=== Begin Enclosure ===

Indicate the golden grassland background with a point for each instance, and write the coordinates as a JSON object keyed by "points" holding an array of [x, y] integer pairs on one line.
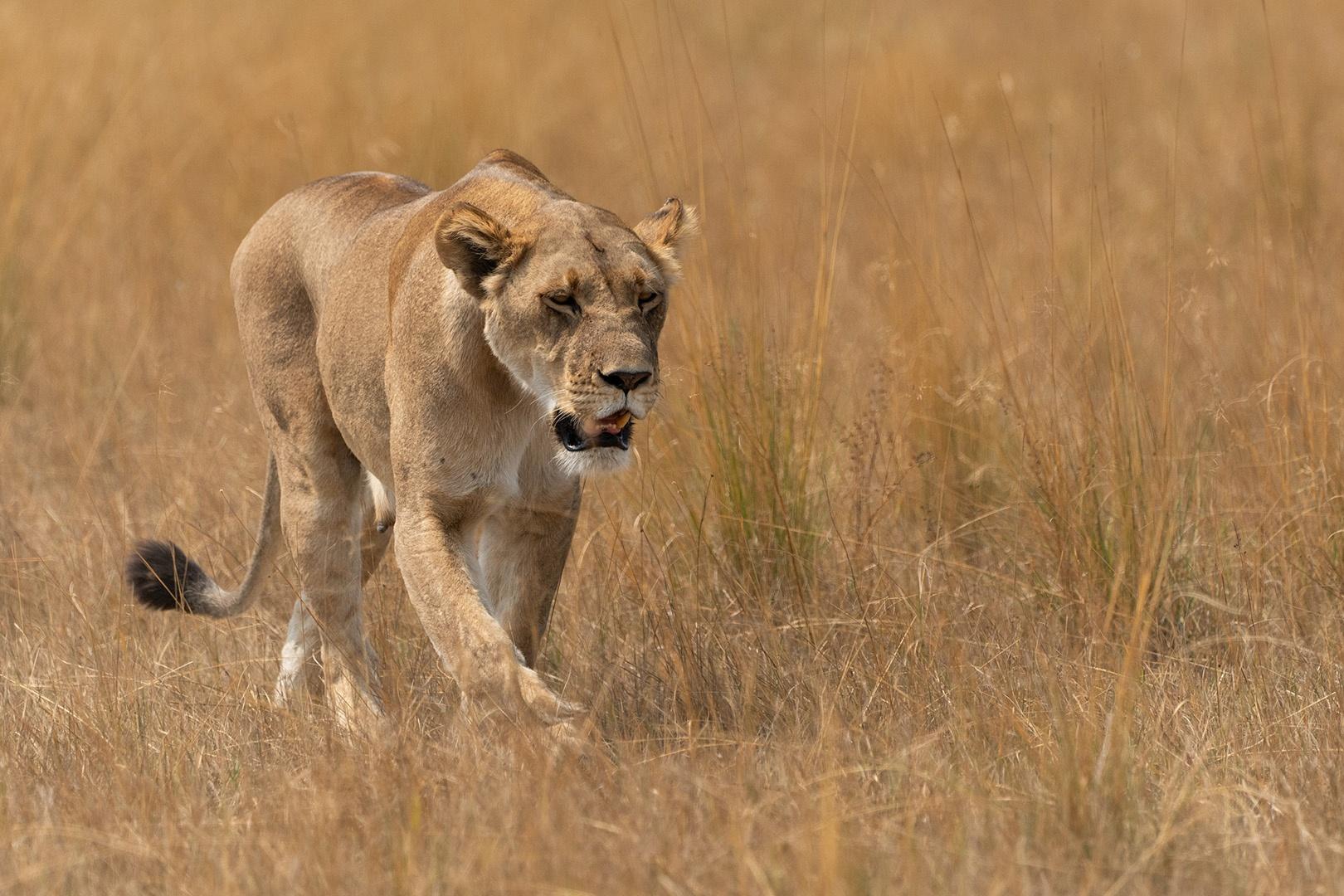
{"points": [[988, 540]]}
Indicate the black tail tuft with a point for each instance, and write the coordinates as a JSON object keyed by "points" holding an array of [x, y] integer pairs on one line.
{"points": [[164, 578]]}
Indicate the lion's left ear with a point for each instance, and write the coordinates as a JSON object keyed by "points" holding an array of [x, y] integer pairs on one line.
{"points": [[665, 231]]}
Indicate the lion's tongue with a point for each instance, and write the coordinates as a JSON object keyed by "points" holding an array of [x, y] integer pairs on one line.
{"points": [[611, 425]]}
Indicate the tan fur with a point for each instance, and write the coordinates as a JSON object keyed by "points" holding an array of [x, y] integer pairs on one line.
{"points": [[401, 334]]}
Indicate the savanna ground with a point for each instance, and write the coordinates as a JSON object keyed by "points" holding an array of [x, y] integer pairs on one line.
{"points": [[988, 540]]}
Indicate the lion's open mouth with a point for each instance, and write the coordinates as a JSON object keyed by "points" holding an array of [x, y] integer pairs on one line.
{"points": [[578, 434]]}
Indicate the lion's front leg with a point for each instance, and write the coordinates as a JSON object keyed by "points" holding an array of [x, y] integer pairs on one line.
{"points": [[472, 645], [522, 557]]}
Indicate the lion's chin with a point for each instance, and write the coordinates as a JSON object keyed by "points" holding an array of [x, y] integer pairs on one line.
{"points": [[594, 461]]}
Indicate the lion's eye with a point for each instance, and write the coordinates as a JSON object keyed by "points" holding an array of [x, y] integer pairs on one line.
{"points": [[562, 301]]}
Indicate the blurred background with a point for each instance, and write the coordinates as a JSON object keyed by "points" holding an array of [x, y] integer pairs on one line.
{"points": [[986, 539]]}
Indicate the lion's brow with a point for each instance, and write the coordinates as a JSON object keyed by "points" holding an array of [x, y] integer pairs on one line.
{"points": [[587, 236]]}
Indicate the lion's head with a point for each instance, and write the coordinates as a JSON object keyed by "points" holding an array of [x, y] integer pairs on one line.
{"points": [[572, 309]]}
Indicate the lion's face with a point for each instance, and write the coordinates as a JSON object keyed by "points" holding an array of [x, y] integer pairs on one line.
{"points": [[574, 314]]}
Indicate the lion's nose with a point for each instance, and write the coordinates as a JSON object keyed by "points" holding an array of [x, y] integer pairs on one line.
{"points": [[626, 381]]}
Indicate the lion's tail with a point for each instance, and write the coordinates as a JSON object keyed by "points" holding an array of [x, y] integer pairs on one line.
{"points": [[164, 578]]}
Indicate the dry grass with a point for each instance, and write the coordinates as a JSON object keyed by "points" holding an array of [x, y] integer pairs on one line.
{"points": [[988, 539]]}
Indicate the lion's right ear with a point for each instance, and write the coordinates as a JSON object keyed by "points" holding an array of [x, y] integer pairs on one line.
{"points": [[475, 246]]}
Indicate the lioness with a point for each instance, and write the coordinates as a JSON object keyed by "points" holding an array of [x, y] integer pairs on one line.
{"points": [[474, 353]]}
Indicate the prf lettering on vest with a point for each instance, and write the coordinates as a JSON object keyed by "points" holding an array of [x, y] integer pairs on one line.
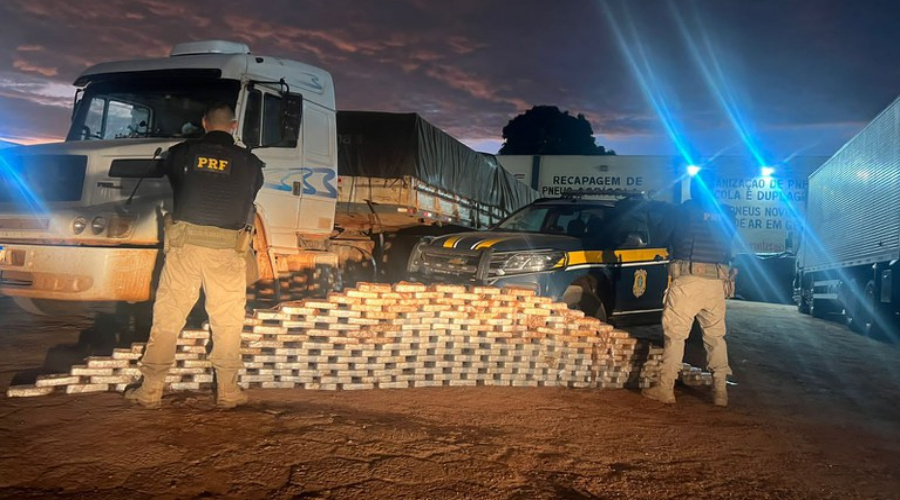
{"points": [[208, 164]]}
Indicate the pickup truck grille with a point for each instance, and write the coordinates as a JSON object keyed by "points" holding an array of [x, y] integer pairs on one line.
{"points": [[469, 265]]}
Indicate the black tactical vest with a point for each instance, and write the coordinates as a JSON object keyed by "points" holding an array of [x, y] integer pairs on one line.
{"points": [[214, 181], [703, 234]]}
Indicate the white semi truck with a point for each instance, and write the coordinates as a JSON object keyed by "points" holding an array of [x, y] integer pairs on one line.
{"points": [[851, 247], [80, 220]]}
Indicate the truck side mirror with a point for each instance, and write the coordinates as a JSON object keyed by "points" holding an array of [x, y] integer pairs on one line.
{"points": [[136, 168], [291, 113]]}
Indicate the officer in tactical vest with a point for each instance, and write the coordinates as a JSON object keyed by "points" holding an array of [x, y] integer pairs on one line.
{"points": [[215, 183], [701, 280]]}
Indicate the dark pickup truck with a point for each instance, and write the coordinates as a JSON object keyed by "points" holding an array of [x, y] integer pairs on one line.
{"points": [[607, 258]]}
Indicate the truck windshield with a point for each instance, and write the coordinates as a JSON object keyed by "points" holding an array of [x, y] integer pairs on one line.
{"points": [[133, 107]]}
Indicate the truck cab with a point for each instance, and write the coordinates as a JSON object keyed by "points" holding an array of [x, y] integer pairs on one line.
{"points": [[80, 220], [607, 258]]}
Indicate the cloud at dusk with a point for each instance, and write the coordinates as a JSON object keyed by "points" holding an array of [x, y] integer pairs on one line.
{"points": [[802, 75]]}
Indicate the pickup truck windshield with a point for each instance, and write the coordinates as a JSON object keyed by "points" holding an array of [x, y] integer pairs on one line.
{"points": [[134, 107]]}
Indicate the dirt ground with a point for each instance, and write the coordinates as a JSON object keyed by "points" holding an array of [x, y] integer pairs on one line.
{"points": [[814, 415]]}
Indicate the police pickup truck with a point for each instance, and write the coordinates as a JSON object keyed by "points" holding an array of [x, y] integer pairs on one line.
{"points": [[606, 258]]}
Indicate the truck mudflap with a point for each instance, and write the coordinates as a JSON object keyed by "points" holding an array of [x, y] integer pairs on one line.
{"points": [[77, 273]]}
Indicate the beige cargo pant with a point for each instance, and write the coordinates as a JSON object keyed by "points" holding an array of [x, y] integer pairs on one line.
{"points": [[222, 275], [690, 297]]}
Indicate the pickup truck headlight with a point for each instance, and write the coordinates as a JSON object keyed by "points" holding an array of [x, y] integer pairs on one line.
{"points": [[78, 225], [532, 262], [98, 225]]}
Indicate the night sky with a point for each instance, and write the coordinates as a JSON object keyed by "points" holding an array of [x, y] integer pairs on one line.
{"points": [[773, 77]]}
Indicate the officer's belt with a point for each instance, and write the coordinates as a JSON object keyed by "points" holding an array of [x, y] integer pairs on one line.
{"points": [[703, 269], [202, 236]]}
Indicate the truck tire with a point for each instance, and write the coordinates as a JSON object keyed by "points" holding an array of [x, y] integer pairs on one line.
{"points": [[803, 304], [821, 309], [868, 320]]}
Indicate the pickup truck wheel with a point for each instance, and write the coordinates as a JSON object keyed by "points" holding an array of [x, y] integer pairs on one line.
{"points": [[43, 307]]}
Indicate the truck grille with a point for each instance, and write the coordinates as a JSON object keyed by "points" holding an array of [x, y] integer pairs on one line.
{"points": [[461, 264], [34, 179]]}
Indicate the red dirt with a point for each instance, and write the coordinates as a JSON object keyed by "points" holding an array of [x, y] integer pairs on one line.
{"points": [[814, 416]]}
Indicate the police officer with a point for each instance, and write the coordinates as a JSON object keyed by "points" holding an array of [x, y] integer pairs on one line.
{"points": [[215, 183], [700, 280]]}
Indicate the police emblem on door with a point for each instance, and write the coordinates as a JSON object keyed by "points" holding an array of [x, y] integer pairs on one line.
{"points": [[640, 282]]}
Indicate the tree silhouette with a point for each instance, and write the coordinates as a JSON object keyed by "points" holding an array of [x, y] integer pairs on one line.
{"points": [[545, 130]]}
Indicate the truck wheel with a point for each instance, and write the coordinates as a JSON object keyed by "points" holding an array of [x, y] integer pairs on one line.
{"points": [[867, 312], [819, 309], [803, 304], [43, 307]]}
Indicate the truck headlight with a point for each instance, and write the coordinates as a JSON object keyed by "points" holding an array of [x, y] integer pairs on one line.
{"points": [[98, 225], [78, 225], [532, 262]]}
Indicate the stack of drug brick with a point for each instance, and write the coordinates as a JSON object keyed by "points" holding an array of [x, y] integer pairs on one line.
{"points": [[400, 336]]}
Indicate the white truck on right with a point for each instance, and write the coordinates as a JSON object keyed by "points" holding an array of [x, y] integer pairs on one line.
{"points": [[851, 245]]}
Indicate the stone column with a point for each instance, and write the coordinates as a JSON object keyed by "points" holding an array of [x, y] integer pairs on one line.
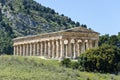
{"points": [[74, 54], [38, 49], [90, 44], [20, 50], [23, 49], [57, 48], [45, 48], [17, 50], [41, 48], [78, 48], [96, 43], [69, 48], [86, 44], [61, 48], [49, 49], [83, 46], [53, 49], [27, 51], [31, 50], [14, 50]]}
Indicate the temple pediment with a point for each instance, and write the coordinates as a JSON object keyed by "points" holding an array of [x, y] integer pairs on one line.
{"points": [[80, 29]]}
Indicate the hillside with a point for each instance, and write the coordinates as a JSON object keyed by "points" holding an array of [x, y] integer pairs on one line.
{"points": [[32, 68], [27, 17]]}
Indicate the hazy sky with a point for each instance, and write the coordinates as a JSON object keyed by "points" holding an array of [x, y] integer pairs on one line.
{"points": [[102, 16]]}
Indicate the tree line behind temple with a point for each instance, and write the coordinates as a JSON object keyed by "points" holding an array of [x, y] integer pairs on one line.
{"points": [[103, 59]]}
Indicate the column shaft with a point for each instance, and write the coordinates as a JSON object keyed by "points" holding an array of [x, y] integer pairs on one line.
{"points": [[61, 48], [69, 49], [38, 49], [53, 49]]}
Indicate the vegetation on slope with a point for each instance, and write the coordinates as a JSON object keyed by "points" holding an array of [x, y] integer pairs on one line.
{"points": [[32, 68], [27, 17]]}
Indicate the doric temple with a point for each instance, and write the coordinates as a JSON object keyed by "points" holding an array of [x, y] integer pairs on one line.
{"points": [[68, 43]]}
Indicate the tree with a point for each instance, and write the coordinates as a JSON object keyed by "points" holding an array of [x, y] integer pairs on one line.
{"points": [[102, 59]]}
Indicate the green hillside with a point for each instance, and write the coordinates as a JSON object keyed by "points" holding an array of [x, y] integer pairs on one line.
{"points": [[32, 68], [27, 17]]}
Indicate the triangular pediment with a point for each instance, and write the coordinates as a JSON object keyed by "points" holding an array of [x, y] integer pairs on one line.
{"points": [[80, 29]]}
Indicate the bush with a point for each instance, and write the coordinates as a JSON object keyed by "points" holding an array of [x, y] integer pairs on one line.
{"points": [[74, 65], [102, 59], [66, 62]]}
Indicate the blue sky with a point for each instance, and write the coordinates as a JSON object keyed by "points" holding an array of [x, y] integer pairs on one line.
{"points": [[102, 16]]}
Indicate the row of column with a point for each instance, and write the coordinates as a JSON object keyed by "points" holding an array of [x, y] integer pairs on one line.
{"points": [[55, 48]]}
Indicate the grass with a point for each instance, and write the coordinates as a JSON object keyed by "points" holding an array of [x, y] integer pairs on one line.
{"points": [[32, 68]]}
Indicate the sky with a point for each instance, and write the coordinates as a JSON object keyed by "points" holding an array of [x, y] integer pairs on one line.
{"points": [[102, 16]]}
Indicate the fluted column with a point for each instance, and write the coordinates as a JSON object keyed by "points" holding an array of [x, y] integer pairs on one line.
{"points": [[90, 44], [61, 48], [74, 54], [49, 49], [31, 50], [78, 48], [41, 48], [27, 50], [96, 43], [17, 52], [83, 46], [57, 48], [53, 49], [45, 48], [69, 48], [20, 50], [14, 50], [23, 49], [38, 48]]}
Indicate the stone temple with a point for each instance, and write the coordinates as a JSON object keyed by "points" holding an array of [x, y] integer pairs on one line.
{"points": [[68, 43]]}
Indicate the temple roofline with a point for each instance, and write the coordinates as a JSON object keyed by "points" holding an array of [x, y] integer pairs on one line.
{"points": [[67, 30]]}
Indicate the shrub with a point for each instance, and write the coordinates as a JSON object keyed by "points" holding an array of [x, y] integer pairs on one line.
{"points": [[66, 62], [102, 59], [74, 65]]}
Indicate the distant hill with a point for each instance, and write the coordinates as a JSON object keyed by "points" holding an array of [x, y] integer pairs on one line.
{"points": [[27, 17]]}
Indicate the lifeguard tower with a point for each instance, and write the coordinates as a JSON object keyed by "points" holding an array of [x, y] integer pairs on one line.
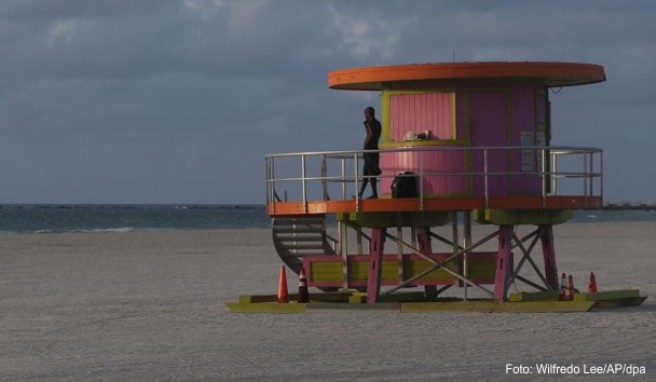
{"points": [[475, 138]]}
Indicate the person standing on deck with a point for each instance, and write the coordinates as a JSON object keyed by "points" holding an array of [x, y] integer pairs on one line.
{"points": [[371, 169]]}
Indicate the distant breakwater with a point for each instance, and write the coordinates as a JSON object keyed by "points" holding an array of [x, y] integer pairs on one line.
{"points": [[635, 206]]}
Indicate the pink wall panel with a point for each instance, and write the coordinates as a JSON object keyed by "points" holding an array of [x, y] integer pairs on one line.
{"points": [[420, 112], [523, 121], [488, 128]]}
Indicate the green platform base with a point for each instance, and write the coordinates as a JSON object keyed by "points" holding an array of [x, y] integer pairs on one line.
{"points": [[413, 302]]}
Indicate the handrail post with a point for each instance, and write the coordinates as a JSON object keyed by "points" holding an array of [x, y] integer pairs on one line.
{"points": [[324, 175], [590, 173], [303, 176], [585, 180], [601, 176], [553, 170], [485, 179], [343, 178], [543, 154], [357, 193]]}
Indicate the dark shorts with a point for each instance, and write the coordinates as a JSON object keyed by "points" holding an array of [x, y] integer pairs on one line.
{"points": [[371, 164]]}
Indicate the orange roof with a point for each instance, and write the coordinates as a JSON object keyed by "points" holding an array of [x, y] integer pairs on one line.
{"points": [[551, 74]]}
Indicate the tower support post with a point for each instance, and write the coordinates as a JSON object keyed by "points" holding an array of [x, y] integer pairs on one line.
{"points": [[376, 248]]}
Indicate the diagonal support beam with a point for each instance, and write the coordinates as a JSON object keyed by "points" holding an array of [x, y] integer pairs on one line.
{"points": [[504, 263], [526, 256], [440, 264]]}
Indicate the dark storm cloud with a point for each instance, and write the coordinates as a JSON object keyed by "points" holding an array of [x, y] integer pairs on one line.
{"points": [[178, 101]]}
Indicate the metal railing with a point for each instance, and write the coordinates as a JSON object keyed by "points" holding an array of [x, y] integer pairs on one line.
{"points": [[308, 176]]}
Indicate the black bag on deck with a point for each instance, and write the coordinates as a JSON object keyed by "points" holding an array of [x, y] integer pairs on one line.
{"points": [[405, 185]]}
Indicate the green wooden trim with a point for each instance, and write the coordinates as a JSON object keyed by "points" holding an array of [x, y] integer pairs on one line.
{"points": [[607, 295], [515, 217], [534, 296]]}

=== End Enclosure ===

WHAT THIS TASK INVOLVES:
Begin with the line that holds "Indicate the black bag" and write out each line from there to the end of the material, exactly as it stands. Include nothing else.

REPLY:
Indicate the black bag on deck with a point for each instance, and write the coordinates as a JSON object keyed by "points" holding an array of [x, y] integer pairs on one line.
{"points": [[405, 185]]}
Indicate the green wooden trim with a point for each instance, and write the coordinates as a JSON object keyed by "points" holding an array of [x, y] integer pairs on one line.
{"points": [[607, 295], [515, 217], [534, 296]]}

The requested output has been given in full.